DATA SECTION Start Marker
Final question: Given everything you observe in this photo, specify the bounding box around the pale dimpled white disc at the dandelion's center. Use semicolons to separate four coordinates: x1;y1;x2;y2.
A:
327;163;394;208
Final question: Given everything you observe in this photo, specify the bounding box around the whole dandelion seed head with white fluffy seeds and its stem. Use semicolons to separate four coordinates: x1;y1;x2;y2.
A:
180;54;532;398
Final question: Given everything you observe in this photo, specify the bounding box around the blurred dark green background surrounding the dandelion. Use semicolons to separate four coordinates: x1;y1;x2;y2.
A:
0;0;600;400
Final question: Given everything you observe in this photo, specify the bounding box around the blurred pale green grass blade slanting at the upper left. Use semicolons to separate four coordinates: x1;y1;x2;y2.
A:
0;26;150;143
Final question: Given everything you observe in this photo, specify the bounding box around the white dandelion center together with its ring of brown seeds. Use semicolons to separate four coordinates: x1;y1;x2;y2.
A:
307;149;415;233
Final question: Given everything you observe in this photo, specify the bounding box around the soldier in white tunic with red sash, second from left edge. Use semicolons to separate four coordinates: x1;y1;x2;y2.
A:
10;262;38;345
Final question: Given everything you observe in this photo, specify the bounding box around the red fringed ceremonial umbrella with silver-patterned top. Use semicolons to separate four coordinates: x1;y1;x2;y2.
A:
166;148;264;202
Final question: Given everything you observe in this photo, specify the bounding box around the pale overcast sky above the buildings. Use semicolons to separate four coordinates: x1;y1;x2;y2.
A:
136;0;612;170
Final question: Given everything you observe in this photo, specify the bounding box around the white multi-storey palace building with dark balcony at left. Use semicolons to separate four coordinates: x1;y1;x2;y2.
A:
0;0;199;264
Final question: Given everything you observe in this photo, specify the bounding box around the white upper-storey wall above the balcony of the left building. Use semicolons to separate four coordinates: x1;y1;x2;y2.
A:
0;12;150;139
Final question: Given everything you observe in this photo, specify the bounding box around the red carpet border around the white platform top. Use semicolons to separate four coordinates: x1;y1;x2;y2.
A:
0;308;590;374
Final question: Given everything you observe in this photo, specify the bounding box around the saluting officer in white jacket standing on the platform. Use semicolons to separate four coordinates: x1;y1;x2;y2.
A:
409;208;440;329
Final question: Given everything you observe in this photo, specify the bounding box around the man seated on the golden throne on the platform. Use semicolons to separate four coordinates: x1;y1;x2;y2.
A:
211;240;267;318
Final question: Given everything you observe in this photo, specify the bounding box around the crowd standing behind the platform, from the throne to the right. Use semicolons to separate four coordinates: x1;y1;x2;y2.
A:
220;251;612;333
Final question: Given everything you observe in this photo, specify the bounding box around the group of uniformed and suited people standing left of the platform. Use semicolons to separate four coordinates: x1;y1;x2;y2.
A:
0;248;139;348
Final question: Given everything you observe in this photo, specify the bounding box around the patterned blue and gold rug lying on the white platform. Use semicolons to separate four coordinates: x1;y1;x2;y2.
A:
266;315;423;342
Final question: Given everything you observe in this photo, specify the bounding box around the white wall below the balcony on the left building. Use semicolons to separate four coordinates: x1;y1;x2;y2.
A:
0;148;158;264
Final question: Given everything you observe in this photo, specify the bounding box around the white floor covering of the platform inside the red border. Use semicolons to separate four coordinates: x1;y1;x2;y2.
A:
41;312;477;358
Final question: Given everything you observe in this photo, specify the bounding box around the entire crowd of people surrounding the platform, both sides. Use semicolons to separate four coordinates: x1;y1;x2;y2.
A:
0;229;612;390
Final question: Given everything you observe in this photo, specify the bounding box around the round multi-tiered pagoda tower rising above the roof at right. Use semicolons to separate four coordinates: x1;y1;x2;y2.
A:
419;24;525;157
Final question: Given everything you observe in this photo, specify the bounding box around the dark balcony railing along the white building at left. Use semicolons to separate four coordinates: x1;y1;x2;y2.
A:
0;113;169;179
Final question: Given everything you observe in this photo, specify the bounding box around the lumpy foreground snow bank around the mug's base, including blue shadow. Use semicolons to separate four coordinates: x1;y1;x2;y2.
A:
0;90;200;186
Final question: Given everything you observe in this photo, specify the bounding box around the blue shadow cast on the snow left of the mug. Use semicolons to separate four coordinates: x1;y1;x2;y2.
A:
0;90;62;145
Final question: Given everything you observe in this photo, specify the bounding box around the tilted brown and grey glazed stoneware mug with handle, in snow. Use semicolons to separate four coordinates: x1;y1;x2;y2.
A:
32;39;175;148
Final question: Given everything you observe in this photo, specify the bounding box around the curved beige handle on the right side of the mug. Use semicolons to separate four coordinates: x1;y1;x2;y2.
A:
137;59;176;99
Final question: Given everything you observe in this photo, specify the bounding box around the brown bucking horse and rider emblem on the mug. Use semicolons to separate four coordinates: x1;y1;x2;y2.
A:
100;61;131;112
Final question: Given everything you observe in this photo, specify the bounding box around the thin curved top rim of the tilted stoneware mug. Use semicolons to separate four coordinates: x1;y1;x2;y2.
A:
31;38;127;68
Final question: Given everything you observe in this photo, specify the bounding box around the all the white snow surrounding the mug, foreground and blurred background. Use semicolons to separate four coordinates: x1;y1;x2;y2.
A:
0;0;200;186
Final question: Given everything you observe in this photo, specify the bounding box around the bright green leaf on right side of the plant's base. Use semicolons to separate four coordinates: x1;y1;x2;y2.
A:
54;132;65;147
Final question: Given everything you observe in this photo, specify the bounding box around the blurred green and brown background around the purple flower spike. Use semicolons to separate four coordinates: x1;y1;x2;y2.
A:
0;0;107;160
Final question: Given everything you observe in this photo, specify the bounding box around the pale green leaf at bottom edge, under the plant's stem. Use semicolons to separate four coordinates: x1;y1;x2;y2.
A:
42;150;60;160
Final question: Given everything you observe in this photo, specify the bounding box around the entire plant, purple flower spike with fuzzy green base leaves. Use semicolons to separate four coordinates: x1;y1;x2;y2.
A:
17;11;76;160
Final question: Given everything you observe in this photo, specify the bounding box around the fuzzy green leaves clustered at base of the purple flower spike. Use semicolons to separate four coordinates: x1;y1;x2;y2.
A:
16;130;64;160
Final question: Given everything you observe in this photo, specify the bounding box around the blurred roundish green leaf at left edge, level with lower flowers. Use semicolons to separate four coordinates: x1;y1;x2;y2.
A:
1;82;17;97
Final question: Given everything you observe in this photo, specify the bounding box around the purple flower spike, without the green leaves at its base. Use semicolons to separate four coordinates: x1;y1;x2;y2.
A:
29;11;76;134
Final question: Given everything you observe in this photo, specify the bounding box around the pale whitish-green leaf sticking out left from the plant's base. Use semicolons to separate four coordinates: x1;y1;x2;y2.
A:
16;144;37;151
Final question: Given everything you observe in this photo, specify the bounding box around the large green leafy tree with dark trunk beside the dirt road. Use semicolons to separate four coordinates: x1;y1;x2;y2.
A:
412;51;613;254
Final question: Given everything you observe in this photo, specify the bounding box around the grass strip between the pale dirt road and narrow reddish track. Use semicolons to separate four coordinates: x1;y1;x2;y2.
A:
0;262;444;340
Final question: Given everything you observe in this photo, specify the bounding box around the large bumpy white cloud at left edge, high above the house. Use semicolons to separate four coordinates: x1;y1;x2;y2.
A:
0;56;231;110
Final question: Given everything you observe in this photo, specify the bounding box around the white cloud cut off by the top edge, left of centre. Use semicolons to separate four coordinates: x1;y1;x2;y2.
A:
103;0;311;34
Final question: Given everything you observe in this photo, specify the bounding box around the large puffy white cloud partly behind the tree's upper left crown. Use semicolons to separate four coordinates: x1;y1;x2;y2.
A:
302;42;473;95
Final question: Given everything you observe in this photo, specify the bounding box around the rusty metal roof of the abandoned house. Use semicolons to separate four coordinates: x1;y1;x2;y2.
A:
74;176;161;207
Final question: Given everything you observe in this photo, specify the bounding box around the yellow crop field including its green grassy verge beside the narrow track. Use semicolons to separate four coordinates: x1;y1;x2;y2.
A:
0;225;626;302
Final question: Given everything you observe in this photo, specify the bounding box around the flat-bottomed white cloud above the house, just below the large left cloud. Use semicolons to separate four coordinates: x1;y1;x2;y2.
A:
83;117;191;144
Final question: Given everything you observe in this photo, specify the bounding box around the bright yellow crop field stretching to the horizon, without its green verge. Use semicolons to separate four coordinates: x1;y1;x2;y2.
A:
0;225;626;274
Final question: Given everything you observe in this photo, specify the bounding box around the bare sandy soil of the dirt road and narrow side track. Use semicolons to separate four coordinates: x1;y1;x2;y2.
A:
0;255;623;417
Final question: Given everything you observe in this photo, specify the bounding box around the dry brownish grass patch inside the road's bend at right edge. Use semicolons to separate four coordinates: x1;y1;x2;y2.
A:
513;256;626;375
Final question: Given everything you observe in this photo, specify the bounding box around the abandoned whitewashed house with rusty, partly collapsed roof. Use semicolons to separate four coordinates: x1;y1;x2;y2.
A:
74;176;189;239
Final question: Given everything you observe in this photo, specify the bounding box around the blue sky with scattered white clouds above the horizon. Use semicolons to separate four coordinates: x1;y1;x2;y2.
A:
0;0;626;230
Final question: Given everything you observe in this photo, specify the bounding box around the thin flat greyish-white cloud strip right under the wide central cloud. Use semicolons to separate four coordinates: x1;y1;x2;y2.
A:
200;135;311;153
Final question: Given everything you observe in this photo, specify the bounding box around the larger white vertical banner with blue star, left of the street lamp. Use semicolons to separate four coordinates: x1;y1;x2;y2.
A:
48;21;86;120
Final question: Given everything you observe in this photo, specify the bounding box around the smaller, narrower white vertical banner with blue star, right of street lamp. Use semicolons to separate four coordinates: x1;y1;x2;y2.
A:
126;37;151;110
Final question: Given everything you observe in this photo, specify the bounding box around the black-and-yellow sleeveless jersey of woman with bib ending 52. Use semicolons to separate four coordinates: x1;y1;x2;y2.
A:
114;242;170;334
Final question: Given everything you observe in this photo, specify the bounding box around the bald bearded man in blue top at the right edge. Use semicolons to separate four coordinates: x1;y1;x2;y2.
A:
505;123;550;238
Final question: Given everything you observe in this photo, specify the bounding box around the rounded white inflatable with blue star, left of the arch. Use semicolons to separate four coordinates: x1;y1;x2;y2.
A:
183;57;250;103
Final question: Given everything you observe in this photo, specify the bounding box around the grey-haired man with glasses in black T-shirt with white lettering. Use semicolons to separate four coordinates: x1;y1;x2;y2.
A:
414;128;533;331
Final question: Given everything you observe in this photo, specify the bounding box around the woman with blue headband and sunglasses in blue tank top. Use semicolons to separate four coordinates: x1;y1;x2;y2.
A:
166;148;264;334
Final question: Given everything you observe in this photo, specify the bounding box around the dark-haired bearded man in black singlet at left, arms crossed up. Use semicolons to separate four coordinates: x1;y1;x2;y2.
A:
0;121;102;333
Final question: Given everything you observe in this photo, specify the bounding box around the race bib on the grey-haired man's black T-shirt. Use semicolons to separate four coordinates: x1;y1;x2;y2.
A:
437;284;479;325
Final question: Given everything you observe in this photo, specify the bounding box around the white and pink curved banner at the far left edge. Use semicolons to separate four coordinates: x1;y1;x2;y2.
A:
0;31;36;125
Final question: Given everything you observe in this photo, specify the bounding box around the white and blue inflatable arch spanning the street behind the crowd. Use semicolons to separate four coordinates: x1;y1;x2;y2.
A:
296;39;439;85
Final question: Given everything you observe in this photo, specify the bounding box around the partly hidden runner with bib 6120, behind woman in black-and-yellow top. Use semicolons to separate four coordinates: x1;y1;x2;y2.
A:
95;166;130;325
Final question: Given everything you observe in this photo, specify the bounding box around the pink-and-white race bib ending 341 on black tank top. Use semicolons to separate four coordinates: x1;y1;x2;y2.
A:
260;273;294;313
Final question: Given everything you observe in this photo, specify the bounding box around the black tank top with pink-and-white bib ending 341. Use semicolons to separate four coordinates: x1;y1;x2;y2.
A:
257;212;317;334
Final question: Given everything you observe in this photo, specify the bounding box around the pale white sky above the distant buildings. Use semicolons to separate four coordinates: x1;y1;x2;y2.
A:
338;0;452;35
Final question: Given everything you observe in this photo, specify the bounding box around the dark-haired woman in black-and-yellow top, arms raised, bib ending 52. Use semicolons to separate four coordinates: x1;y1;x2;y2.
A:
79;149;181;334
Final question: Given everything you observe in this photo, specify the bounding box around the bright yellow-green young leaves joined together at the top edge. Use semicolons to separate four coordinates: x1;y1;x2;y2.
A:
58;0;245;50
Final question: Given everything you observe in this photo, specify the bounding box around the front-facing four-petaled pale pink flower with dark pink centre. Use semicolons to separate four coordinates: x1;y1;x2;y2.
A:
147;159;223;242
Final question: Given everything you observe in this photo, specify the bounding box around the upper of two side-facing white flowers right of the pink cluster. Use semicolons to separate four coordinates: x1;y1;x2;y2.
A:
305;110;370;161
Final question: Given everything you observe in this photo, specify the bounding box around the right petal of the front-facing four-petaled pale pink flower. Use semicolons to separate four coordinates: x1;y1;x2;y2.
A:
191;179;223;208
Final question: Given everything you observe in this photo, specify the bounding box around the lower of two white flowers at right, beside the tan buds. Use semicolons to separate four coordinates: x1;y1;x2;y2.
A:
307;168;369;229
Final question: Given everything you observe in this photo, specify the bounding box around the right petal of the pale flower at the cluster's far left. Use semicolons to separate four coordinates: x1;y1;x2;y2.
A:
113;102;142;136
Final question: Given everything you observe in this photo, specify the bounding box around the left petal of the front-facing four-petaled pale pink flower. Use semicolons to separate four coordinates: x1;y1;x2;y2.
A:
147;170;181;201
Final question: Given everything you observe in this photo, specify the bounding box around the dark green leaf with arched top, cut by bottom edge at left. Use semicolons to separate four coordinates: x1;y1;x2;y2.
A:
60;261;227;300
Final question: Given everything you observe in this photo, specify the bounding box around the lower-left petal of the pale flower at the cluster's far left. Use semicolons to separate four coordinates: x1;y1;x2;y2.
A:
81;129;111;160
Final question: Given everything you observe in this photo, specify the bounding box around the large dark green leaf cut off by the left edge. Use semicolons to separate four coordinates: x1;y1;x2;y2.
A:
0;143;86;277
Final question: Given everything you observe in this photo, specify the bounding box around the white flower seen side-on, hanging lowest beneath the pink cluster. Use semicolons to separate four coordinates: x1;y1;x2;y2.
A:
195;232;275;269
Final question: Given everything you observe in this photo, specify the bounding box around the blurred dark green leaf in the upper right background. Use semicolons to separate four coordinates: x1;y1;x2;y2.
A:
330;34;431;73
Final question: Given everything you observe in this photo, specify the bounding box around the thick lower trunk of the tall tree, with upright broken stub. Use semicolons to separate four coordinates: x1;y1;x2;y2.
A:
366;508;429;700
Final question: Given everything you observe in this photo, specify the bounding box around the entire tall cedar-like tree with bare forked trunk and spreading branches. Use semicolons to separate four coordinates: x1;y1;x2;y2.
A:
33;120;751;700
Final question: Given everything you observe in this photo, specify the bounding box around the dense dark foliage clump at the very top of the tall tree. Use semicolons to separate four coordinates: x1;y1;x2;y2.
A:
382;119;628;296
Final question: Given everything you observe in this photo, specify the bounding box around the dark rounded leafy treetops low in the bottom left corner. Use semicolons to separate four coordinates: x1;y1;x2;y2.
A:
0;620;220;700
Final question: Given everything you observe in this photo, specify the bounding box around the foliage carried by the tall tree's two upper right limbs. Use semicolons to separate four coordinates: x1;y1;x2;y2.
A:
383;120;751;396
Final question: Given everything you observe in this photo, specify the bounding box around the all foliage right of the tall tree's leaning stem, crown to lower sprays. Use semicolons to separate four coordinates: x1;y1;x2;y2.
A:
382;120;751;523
DATA SECTION End Marker
**DIRECTIONS**
Among the lines above, some may hold the string "entire". State how many, giving the number alone.

**YOUR SOLUTION**
3